# [TASK DESCRIPTION]
Your task is to transcribe the entries exactly.

---------- SUPPLIED DATA

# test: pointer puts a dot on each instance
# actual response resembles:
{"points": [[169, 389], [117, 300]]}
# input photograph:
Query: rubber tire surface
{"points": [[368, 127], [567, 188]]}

--------------------

# [YOUR RESPONSE]
# test: pointer puts a dot on each instance
# actual response resembles:
{"points": [[169, 389], [117, 300]]}
# input photograph:
Query: rubber tire surface
{"points": [[368, 127], [567, 188]]}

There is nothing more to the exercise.